— What is asked —
- 1) Rewrite the passage of the blues text that begins at the words "The Blues... it's" and stops after "is the Blues.", with "Bad luck" replaced by "Hard luck".
- 2) How many lines of the entries contain the string "table"? Case counts, and the reply should be only the number.

— Document extract —
Blues Lounge..♪♫♪


Blues Lounge..♪♫♪

..dedicated to Blues Lovers everywhere.

Location: The Heart of Your Soul
Members: 13
Latest Activity: Jul 17, 2018

The origins of blues is not unlike the origins of life. For many years it was recorded only by memory, and relayed only live, and in person. The Blues were born in the North Mississippi Delta following the Civil War. Influenced by African roots, field hollers, ballads, church music and rhythmic dance tunes called jump-ups evolved into a music for a singer who would engage in call-and-response with his guitar. He would sing a line, and the guitar would answer.

From the crossroads of Highways 61 and 49, and the platform of the Clarksdale Railway Station, the blues headed north to Beale Street in Memphis. The blues have strongly influenced almost all popular music including jazz, country, and rock and roll and continues to help shape music worldwide.

The Blues... it's 12-bar, bent-note melody is the anthem of a race, bonding itself together with cries of shared self victimization. Bad luck and trouble are always present in the Blues, and always the result of others, pressing upon unfortunate and down trodden poor souls, yearning to be free from life's' troubles. Relentless rhythms repeat the chants of sorrow and pity of lost souls.
This is the Blues.

W.C. Handy

The blues form was first popularized about 1911-14 by the black composer W.C. Handy (1873-1958).
However, the poetic and musical form of the blues first crystallized around 1910 and gained popularity through the publication of Handy's "Memphis Blues" (1912) and "St. Louis Blues" (1914). Instrumental blues had been recorded as early as 1913. During the twenties, the blues became a national craze. Mamie Smith recorded the first vocal blues song, 'Crazy Blues' in 1920. The Blues influence on jazz brought it into the mainstream and made possible the records of blues singers like Bessie Smith and later, in the thirties, Billie Holiday

The Blues are the essence of the African American laborer, whose spirit is wed to these songs, reflecting his inner soul to all who will listen. Rhythm and Blues, is the cornerstone of all forms of African American music. Many of Memphis' best Blues artists left the city at the time, when Mayor "Boss" Crump shut down Beale Street to stop the prostitution, gambling, and cocaine trades, effectively eliminating the musicians, and entertainers' jobs, as these businesses closed their doors. The Blues migrated to Chicago, where it became electrified, and Detroit.

elmore2.jpg (13246 bytes) Elmore James

In northern cities like Chicago and Detroit, during the later forties and early fifties, Muddy Waters, Willie Dixon, John Lee Hooker, Howlin' Wolf, and Elmore James among others, played what was basically Mississippi Delta blues, backed by bass, drums, piano and occasionally harmonica, and began scoring national hits with blues songs. At about the same time, T-Bone Walker in Houston and B.B. King in Memphis were pioneering a style of guitar playing that combined jazz technique with the blues tonality and repertoire.

bluesbb.jpg (114008 bytes) B.B. King

Meanwhile, back in Memphis, B.B. King invented the concept of lead guitar, now standard in today's Rock bands. Bukka White (cousin to B.B. King), Leadbelly, and Son House, left Country Blues to create the sounds most of us think of today as traditional unamplified Blues.

— Listed entries —
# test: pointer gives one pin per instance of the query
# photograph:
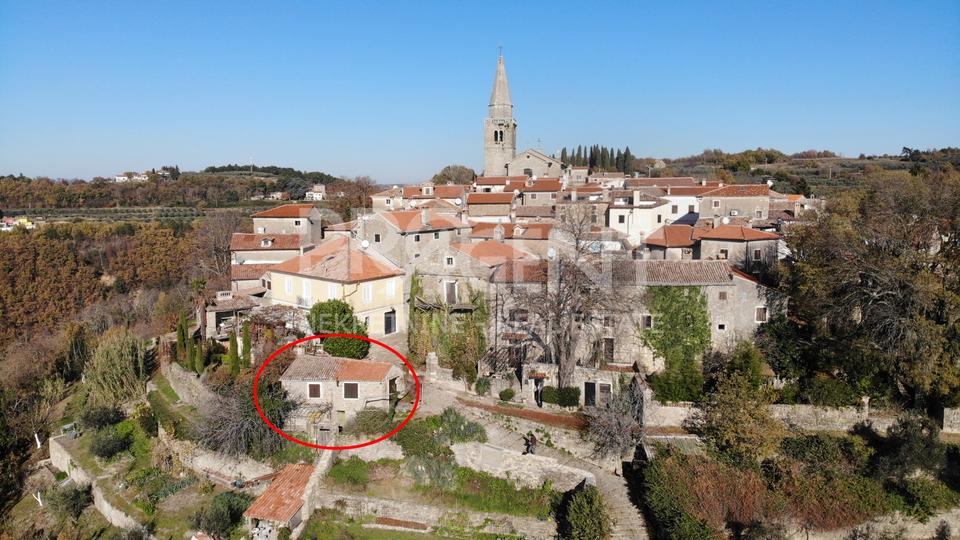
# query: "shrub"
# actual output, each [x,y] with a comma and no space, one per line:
[353,471]
[482,386]
[100,417]
[568,396]
[106,444]
[586,516]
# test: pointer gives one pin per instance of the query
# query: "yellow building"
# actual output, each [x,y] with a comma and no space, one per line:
[342,269]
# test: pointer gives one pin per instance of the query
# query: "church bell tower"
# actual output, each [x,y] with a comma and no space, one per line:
[499,129]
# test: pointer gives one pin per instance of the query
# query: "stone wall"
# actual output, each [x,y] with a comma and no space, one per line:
[526,470]
[187,385]
[60,458]
[436,516]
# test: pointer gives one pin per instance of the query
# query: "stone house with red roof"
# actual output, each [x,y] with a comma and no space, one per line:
[342,269]
[346,385]
[290,219]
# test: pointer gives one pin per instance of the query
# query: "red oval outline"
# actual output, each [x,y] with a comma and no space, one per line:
[256,402]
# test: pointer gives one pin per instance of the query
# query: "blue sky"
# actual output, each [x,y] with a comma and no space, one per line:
[398,90]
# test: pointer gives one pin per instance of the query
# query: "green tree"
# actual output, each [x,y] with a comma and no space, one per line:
[336,317]
[678,332]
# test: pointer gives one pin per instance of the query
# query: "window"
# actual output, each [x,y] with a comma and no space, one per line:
[519,315]
[367,293]
[646,322]
[391,289]
[307,293]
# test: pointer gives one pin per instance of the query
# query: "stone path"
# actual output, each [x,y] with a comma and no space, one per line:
[628,522]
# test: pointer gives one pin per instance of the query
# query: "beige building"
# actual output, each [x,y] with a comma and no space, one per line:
[342,269]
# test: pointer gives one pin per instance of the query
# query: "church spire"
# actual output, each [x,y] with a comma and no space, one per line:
[500,104]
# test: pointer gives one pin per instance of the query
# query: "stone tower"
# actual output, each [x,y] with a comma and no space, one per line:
[499,129]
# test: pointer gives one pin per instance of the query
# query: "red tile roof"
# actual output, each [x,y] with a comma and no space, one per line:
[333,368]
[738,190]
[521,272]
[526,231]
[254,242]
[248,271]
[287,210]
[498,180]
[671,236]
[733,232]
[490,198]
[412,220]
[338,260]
[490,252]
[284,497]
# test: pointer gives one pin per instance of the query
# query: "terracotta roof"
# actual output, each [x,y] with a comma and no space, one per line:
[287,210]
[530,231]
[284,497]
[254,242]
[338,260]
[248,271]
[412,220]
[674,273]
[521,271]
[490,198]
[490,252]
[733,232]
[498,180]
[333,368]
[657,182]
[738,190]
[671,236]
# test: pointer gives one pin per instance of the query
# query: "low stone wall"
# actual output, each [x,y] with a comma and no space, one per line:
[359,506]
[528,470]
[200,460]
[61,458]
[186,384]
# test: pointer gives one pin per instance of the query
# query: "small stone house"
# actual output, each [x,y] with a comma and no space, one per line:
[346,385]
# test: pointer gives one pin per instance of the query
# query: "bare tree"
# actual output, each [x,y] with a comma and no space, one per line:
[212,242]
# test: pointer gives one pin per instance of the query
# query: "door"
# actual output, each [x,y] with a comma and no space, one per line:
[389,322]
[589,394]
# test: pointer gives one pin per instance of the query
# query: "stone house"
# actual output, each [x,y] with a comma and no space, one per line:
[490,207]
[447,274]
[403,236]
[737,200]
[343,384]
[342,269]
[290,219]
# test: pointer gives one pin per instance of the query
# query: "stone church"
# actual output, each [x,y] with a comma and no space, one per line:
[500,156]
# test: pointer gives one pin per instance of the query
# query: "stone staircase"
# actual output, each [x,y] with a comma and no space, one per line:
[628,522]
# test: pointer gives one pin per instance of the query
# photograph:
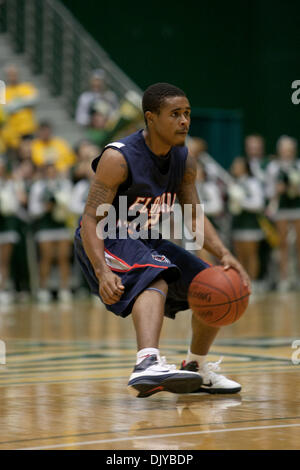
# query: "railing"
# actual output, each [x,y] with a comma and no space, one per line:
[58,47]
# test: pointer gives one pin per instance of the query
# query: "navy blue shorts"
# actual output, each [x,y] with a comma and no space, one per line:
[140,262]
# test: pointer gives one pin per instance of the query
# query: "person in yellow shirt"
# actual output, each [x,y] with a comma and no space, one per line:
[21,99]
[47,149]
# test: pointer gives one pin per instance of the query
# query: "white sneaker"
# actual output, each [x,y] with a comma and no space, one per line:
[212,382]
[154,375]
[65,296]
[43,296]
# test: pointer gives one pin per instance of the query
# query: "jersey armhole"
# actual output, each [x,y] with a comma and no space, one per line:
[127,183]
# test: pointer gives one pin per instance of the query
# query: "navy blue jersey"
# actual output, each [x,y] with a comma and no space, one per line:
[152,181]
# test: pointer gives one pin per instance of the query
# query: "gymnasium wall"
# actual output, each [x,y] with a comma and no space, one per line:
[240,55]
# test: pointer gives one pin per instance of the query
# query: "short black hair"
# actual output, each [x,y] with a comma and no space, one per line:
[155,95]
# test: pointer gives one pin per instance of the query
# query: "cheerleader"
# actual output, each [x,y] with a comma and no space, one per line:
[49,201]
[285,195]
[246,203]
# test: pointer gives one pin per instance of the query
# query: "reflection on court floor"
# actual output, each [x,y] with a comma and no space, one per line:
[64,382]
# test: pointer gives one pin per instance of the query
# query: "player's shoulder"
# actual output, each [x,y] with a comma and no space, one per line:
[118,149]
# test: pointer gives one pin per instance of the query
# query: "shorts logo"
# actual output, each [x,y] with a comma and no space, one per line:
[161,258]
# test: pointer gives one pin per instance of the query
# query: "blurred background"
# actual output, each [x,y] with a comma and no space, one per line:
[75,73]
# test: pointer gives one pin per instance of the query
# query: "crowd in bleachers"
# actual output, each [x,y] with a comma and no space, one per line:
[44,184]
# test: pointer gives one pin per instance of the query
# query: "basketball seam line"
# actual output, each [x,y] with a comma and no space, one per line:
[225,303]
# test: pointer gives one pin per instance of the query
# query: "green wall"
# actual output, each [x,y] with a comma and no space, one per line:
[240,55]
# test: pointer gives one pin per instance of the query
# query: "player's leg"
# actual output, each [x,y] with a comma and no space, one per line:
[148,314]
[144,297]
[202,335]
[63,259]
[151,373]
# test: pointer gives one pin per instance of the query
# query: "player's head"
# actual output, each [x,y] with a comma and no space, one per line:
[167,113]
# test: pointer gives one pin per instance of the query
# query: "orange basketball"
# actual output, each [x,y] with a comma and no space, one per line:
[218,297]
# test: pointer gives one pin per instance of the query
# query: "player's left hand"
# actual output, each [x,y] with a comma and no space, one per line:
[229,261]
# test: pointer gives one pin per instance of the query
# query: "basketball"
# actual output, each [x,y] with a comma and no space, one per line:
[218,297]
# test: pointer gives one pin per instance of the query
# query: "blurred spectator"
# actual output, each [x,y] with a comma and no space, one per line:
[96,130]
[49,201]
[210,196]
[97,95]
[47,149]
[246,202]
[11,196]
[255,154]
[81,189]
[86,151]
[21,99]
[286,199]
[2,121]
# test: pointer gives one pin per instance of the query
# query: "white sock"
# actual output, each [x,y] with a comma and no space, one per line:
[143,353]
[195,357]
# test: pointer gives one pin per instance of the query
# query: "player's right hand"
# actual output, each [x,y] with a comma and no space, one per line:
[110,288]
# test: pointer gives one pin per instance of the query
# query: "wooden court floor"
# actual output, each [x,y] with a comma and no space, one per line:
[64,382]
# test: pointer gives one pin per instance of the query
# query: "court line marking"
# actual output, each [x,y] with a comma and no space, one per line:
[159,436]
[69,436]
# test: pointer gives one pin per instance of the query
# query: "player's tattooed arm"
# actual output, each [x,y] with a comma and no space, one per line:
[188,194]
[112,170]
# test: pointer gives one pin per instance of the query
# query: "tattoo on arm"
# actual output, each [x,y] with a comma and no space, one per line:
[187,193]
[99,194]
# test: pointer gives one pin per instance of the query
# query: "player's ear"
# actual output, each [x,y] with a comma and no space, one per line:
[149,118]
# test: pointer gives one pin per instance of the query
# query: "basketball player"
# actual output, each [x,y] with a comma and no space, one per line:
[144,277]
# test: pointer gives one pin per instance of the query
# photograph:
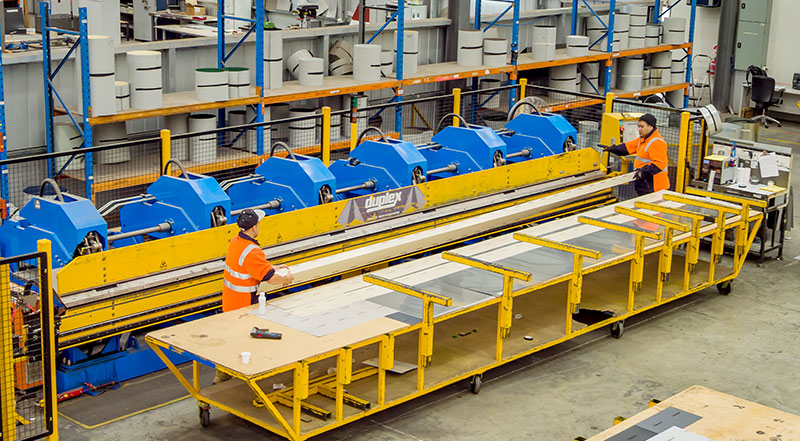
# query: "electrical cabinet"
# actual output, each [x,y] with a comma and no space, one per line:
[752,35]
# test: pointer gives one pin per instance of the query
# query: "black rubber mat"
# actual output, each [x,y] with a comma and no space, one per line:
[131,398]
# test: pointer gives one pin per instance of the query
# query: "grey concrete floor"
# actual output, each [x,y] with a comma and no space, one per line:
[743,344]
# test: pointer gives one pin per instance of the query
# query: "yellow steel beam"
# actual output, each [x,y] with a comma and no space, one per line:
[561,246]
[617,227]
[487,266]
[654,219]
[407,289]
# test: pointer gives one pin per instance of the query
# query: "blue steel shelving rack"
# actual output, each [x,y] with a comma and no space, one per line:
[657,14]
[223,57]
[50,91]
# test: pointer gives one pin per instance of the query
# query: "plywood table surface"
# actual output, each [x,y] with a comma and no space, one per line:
[722,418]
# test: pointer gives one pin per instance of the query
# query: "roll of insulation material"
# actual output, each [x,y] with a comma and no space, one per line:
[495,52]
[622,26]
[101,75]
[543,46]
[311,72]
[341,67]
[595,30]
[661,60]
[638,14]
[387,58]
[631,72]
[239,139]
[202,148]
[273,59]
[577,46]
[122,92]
[470,48]
[293,62]
[238,82]
[178,124]
[563,78]
[111,134]
[493,97]
[590,77]
[674,30]
[677,72]
[302,133]
[410,52]
[652,35]
[65,138]
[210,84]
[367,62]
[144,72]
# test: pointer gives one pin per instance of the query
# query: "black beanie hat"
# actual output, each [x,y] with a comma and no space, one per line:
[649,119]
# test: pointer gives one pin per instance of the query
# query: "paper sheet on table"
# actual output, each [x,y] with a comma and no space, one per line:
[768,165]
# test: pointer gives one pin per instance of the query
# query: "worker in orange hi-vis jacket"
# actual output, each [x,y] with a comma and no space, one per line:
[651,157]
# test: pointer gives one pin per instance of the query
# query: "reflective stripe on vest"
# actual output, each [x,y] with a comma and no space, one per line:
[246,251]
[237,275]
[244,289]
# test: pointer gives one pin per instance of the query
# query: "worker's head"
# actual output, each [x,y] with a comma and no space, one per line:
[248,221]
[647,123]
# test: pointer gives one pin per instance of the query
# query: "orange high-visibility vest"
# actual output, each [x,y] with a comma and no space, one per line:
[245,267]
[651,150]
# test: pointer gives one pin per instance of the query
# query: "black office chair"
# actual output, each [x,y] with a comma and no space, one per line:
[762,92]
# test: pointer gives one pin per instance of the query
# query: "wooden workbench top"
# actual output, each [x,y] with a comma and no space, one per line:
[722,418]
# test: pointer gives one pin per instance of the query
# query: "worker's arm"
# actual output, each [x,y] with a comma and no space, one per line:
[658,159]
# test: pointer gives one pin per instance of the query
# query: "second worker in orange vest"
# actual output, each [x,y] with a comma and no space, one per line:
[246,265]
[651,157]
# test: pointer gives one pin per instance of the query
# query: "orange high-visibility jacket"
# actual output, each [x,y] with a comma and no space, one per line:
[653,150]
[246,266]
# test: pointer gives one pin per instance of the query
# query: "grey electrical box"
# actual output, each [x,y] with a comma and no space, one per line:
[755,10]
[752,35]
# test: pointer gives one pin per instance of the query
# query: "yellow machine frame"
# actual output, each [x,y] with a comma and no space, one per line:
[740,219]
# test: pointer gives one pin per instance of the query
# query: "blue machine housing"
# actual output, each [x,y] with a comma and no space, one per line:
[553,129]
[65,224]
[295,183]
[390,163]
[186,202]
[472,148]
[516,143]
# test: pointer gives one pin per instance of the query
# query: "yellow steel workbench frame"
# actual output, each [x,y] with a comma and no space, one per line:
[648,286]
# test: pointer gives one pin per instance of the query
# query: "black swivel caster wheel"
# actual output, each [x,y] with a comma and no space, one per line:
[475,384]
[204,411]
[724,288]
[616,329]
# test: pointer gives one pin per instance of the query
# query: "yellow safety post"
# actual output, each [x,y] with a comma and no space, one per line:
[609,108]
[426,330]
[385,362]
[665,261]
[344,375]
[504,313]
[576,281]
[300,391]
[8,405]
[166,149]
[683,149]
[326,136]
[353,122]
[637,264]
[456,105]
[44,246]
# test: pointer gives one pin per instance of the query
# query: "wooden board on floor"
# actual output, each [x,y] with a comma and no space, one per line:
[723,417]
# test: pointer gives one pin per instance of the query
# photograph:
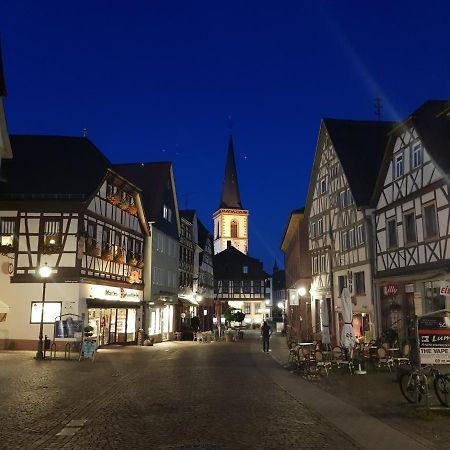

— Task responses —
- 1)
The Blues... it's 12-bar, bent-note melody is the anthem of a race, bonding itself together with cries of shared self victimization. Hard luck and trouble are always present in the Blues, and always the result of others, pressing upon unfortunate and down trodden poor souls, yearning to be free from life's' troubles. Relentless rhythms repeat the chants of sorrow and pity of lost souls.
This is the Blues.

- 2) 2